● **Reading passage**:
━━━━━━━━━━━━━━━━━━━━━━━━━━━━━━
Our lives are inevitably shaped by those for whom we wait. You'd better not shout, you'd better not cry, you'd better not pout, I'm telling you why. Santa Claus is coming to town.

Our lives are inevitably shaped by those for whom we wait. We know from the Old Testament lesson Isaiah has a vision of one who was to come to redeem the world and to usher in God's kingdom on earth. It was the single vision which fashioned Isaiah's life, shaped by the one for whom he waited.

My wife's grandfather (Presbyterian preacher of the old school), when he became quite elderly and blind, used to bore the family mercilessly with his incessant talk of looking forward to heaven-during family prayers pleading with the Lord to take him home, in conversation at the dinner table, talking of how he couldn't wait to meet Jesus face-to-face. Now some of us would not want to put it quite that way; nonetheless, there is an essentially future-oriented quality in our Christian faith. We may not be certain of every detail or all even agree, but we do live in anticipation of a future that is not to be feared, when God's purposes will be fulfilled. Eye hath not seen, nor ear heard, nor has it entered the human heart, all that God has prepared for those who trust in God." While in the meantime, we wait. Only even as we wait, the quality and the character of our lives are shaped by the one for whom we wait.
━━━━━━━━━━━━━━━━━━━━━━━━━━━━━━
● **Tasks to complete**:
A – In the sermon on waiting, what kind of preacher was the speaker's wife's grandfather?
B – Write the next part of the sermon on waiting, picking up after its final sentence.

● **Dataset content**:
━━━━━━━━━━━━━━━━━━━━━━━━━━━━━━
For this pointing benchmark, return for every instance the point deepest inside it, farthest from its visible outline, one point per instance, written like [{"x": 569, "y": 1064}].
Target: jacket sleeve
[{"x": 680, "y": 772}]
━━━━━━━━━━━━━━━━━━━━━━━━━━━━━━
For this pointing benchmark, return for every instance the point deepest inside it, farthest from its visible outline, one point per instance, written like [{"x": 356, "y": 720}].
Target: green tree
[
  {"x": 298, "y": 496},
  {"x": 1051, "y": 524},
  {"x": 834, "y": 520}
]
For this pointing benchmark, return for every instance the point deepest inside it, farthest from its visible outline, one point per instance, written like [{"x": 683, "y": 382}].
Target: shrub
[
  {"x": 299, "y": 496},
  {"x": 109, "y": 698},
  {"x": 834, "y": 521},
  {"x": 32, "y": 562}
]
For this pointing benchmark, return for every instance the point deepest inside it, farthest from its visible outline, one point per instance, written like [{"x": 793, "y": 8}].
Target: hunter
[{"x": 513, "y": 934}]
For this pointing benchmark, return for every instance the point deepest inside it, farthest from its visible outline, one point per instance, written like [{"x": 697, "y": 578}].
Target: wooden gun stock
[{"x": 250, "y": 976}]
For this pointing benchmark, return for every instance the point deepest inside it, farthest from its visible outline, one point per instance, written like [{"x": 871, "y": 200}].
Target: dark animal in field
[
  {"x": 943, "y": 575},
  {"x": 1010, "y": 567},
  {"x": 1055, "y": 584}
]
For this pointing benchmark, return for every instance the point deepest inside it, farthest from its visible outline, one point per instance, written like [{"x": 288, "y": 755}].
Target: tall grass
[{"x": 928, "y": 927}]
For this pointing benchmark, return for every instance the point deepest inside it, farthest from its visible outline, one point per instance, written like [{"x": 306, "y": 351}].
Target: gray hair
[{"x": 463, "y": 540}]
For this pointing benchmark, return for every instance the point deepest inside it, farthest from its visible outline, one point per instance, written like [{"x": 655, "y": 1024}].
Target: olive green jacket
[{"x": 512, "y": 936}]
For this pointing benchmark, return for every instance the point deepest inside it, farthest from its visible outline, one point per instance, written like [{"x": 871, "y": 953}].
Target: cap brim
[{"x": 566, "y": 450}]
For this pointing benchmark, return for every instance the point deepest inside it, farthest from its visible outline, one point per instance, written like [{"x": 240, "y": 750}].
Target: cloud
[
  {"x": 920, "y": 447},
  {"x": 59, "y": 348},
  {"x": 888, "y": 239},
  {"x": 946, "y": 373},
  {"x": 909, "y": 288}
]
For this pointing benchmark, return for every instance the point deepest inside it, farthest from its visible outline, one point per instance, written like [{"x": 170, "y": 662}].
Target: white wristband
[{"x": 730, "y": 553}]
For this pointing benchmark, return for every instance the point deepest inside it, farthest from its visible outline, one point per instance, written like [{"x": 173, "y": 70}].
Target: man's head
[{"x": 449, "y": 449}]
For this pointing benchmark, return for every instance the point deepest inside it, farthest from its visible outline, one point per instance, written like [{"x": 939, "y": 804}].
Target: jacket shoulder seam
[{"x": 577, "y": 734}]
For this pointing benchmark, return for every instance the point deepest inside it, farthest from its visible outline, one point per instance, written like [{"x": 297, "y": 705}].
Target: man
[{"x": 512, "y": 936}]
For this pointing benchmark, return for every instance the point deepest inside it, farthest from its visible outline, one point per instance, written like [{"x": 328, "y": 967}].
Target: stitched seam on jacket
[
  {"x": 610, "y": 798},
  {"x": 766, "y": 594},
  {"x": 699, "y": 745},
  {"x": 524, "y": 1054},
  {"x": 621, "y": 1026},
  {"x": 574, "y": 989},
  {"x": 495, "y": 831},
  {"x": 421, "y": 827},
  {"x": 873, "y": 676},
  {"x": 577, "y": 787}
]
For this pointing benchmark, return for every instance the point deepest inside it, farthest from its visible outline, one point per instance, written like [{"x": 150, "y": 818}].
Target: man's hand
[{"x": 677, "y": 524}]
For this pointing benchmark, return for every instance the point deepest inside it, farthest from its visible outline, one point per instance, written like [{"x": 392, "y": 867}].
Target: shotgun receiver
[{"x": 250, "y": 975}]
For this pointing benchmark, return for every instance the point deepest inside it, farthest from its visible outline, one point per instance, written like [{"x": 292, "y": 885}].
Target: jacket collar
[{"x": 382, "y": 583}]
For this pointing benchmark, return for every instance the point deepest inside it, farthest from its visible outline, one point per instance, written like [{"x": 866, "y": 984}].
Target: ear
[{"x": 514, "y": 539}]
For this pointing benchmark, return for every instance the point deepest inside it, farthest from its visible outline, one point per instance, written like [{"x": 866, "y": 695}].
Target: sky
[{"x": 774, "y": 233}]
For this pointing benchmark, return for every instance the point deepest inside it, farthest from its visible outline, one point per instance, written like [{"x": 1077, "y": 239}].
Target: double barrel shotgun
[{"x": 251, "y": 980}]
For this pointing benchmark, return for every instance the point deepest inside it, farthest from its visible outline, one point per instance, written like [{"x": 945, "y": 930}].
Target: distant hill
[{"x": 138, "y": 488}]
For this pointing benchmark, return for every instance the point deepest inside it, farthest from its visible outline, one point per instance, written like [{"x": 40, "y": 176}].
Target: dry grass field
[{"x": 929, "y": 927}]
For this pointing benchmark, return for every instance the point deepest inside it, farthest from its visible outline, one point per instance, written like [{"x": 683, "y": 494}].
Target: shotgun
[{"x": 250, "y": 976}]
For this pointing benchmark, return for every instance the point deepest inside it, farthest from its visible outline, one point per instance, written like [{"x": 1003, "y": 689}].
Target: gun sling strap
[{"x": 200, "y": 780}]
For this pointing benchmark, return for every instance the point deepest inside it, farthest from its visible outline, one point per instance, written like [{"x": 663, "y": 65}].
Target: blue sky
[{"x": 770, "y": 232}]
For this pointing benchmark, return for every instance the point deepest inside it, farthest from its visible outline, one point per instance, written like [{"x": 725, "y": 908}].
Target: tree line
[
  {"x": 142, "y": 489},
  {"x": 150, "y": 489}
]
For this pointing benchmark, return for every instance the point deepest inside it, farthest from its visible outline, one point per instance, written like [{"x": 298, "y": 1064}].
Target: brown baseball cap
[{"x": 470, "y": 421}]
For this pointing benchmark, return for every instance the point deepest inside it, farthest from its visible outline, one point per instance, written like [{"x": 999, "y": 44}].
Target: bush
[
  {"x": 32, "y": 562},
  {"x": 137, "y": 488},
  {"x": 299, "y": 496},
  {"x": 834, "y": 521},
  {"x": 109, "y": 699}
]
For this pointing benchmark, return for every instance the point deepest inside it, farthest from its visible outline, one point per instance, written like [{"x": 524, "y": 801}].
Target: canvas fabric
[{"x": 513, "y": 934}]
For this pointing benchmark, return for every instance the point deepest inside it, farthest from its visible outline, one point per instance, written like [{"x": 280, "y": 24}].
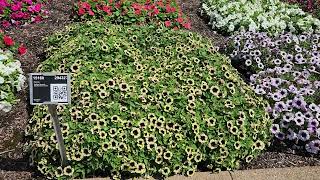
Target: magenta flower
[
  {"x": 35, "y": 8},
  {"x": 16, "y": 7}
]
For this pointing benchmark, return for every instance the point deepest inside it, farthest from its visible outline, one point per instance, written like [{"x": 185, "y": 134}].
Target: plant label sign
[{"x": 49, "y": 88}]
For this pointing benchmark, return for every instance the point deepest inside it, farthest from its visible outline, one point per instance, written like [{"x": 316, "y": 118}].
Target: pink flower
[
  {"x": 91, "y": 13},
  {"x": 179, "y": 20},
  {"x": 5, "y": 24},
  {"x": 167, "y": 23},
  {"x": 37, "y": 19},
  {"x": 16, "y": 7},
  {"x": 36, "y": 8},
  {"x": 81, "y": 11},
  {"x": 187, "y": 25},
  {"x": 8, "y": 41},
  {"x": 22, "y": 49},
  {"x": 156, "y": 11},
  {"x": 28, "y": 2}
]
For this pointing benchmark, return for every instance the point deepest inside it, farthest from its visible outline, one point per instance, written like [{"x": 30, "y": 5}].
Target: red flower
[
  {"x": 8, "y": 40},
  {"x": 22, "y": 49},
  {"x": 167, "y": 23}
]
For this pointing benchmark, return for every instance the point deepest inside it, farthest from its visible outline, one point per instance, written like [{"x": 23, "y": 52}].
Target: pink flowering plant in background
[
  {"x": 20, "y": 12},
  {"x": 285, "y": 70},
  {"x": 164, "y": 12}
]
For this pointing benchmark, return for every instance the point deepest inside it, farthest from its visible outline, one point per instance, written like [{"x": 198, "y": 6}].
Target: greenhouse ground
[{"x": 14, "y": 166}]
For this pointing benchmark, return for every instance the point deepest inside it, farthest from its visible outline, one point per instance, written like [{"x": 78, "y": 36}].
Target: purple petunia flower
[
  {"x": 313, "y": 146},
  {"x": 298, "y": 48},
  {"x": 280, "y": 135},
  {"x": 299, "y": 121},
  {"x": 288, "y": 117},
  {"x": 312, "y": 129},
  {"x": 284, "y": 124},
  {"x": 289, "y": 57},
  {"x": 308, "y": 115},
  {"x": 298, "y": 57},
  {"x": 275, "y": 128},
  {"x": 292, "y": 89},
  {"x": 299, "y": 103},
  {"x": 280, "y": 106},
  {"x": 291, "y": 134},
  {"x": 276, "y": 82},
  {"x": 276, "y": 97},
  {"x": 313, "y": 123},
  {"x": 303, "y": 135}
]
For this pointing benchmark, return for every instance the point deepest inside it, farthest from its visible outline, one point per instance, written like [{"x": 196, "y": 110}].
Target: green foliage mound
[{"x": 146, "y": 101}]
━━━━━━━━━━━━━━━━━━━━━━━━━━━━━━
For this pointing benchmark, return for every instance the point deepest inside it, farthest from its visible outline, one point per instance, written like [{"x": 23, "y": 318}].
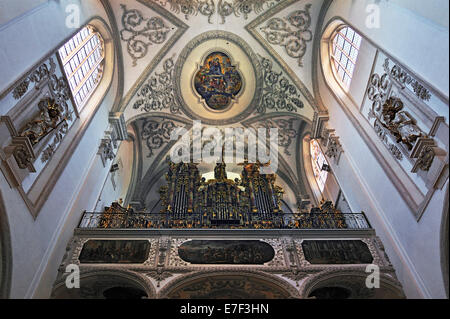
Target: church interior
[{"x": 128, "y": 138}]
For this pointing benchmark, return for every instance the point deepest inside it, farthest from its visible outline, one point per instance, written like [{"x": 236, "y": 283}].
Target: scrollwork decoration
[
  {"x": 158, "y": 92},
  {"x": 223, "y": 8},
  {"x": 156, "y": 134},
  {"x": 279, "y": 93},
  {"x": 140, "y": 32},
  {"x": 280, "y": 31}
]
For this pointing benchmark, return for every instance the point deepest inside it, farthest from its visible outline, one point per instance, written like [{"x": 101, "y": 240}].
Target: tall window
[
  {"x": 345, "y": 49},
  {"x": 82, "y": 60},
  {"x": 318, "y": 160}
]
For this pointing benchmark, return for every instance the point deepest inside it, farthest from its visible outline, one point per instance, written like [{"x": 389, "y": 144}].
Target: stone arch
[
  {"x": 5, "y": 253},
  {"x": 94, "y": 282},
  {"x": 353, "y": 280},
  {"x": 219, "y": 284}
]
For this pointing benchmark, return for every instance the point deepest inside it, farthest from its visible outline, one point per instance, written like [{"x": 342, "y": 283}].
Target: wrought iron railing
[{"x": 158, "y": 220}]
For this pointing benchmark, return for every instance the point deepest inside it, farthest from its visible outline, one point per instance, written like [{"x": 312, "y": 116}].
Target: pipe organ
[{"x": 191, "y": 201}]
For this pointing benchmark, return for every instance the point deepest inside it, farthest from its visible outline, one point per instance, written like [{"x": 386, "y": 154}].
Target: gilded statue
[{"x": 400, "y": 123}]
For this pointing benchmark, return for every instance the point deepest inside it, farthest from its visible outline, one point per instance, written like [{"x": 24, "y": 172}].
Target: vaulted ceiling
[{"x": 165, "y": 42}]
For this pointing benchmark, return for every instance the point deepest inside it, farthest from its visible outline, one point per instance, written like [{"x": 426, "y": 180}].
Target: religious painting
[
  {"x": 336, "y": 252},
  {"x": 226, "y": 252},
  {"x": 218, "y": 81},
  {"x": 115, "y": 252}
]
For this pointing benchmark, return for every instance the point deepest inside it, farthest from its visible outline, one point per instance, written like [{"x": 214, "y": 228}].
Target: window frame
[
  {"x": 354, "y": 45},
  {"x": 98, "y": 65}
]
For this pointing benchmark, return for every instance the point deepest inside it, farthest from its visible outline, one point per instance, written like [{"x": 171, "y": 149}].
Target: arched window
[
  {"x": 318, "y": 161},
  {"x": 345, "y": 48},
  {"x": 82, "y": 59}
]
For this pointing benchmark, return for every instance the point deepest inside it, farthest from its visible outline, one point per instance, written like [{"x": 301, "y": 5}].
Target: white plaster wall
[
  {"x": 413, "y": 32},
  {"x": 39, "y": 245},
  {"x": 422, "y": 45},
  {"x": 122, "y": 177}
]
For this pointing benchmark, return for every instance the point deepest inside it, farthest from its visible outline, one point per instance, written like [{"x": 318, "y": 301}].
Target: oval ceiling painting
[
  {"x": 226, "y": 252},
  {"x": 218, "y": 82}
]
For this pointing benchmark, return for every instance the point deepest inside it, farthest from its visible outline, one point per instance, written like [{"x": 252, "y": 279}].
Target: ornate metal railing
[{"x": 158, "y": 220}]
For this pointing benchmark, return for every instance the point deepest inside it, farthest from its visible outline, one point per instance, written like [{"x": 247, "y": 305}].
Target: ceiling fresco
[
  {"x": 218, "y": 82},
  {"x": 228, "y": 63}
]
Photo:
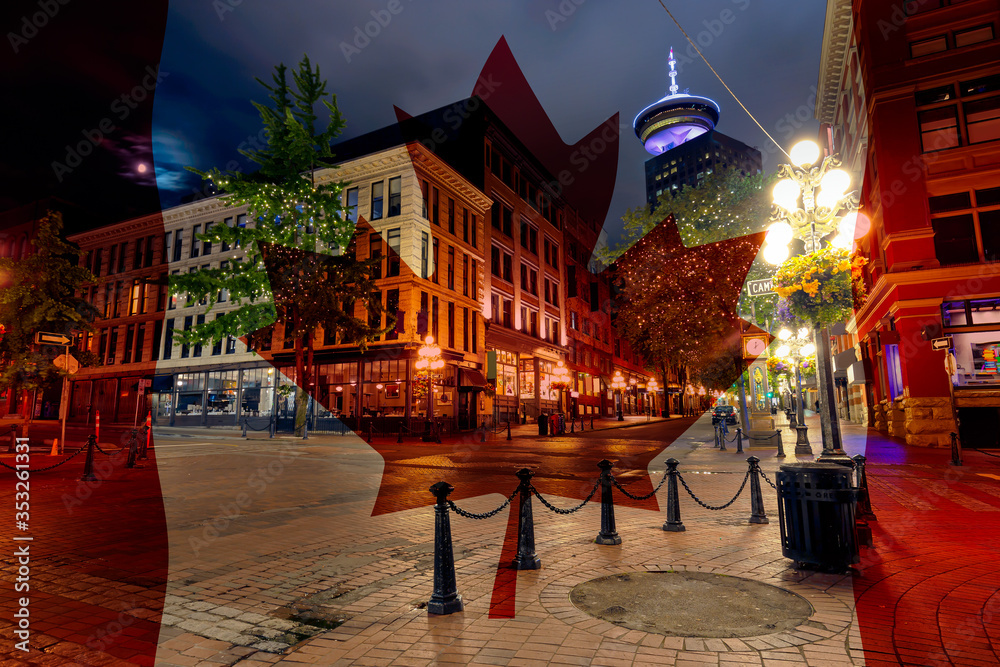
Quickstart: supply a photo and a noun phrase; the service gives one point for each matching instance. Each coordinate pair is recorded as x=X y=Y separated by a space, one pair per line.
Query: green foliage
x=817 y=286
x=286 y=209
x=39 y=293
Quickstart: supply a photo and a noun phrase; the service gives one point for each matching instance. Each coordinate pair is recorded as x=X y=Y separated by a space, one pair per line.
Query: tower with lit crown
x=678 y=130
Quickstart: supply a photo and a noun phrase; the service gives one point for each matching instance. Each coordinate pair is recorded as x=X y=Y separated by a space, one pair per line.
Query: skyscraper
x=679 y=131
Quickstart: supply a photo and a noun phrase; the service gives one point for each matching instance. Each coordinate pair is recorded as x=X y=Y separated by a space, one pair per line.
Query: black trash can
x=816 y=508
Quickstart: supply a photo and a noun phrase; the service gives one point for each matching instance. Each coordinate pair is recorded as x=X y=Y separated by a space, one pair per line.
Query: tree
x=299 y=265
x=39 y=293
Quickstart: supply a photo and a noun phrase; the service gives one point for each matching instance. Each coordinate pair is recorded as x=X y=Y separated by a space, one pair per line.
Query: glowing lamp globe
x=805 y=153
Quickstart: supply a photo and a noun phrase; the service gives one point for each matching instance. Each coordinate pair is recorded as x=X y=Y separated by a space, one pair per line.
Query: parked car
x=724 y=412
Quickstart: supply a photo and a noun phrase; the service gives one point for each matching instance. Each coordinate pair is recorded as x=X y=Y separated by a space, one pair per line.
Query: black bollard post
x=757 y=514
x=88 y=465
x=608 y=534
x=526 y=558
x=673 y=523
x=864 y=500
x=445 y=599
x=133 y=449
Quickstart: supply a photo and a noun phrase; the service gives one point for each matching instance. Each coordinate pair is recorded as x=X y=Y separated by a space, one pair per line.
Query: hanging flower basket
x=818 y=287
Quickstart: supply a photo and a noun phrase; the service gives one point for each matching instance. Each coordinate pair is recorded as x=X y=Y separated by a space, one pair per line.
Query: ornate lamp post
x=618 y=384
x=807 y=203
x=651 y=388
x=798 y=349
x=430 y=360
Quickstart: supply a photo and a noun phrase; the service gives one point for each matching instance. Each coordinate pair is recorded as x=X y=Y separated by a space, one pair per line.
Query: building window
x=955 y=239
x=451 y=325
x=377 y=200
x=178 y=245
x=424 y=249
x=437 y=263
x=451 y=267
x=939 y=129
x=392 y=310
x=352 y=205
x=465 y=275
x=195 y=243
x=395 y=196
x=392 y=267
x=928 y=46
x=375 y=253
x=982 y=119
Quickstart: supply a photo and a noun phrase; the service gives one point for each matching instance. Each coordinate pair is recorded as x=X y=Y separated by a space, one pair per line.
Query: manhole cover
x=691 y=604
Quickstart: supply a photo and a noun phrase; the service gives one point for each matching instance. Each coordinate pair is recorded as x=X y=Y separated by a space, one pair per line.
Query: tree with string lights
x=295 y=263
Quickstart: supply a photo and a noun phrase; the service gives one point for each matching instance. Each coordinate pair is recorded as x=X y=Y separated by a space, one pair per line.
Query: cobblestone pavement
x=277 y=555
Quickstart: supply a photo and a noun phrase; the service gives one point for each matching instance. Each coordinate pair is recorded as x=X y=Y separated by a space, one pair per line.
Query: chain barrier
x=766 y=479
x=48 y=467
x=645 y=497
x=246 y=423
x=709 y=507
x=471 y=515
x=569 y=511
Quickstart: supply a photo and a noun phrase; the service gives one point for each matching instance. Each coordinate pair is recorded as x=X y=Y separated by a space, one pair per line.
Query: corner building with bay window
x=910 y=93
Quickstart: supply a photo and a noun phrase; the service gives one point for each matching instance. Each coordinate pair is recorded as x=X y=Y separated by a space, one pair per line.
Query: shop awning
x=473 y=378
━━━━━━━━━━━━━━━━━━━━━━━━━━━━━━
● **Responses**:
A – A Presbyterian preacher of the old school.

B –
Theologian Paul Tillich put it beautifully when he wrote, "Although waiting is not having, it is also having. The fact that we wait for something shows that in some way we already possess it. Waiting," says Tillich, "anticipates that which is not yet real." That is, if we wait in hope and patience, the power of that for which we wait is already effective within us. "Those who wait," Tillich says, "in an ultimate sense are not that far from that for which they wait."

Theologians like to talk of an interim ethic, by which they mean a way of behaving in the interim, between the time when Christ was here and the time when Christ returns, a time for us, like now, where you and I live in the interim. In fact, most of the New Testament is written from that perspective-in the interim waiting for the fulfillment of God's promises. St. Paul speaks of the Christian life as living on tiptoe as we wait in anticipation. After all, what is the Christian life if not a modeling on the life and promises of the one for whom we wait.

Listen once again to the prophet's vision of that day which is to come. It is Isaiah's vision of that day when no more there will be heard in the land the sound of weeping and the cry of distress. Children will grow up. The elderly will be cared for. People shall have houses to live in and gardens from which to gather food. There will be work to do and time for singing. The wolf and the lamb will feed together, and none shall hurt or destroy in all my holy mountain.

Well, I do not need to tell you that day has not come. All one has to do is pick up the morning paper to know God's rule of peace and love is not the operating principle of our world or, for that matter, within our own selves. We live in the interim, which as the poet Ogden reminds us "is always the most difficult time of all; with bills to be paid, machines to keep in repair, irregular verbs to learn, the time being to redeem from insignificance." Powerful phrase: "the time being to redeem from insignificance."

The poet is right, of course. It really is the time being that gives us the most trouble, isn't it? That period which stands between anticipation and fulfillment. The time we spend in waiting...for the phone to ring...the plane to land...the letter to arrive...the check to come...waiting for the grades to come out...for the lab report...the wedding day. Waiting to see...to hear...to know...while the meantime is the most trying time of all.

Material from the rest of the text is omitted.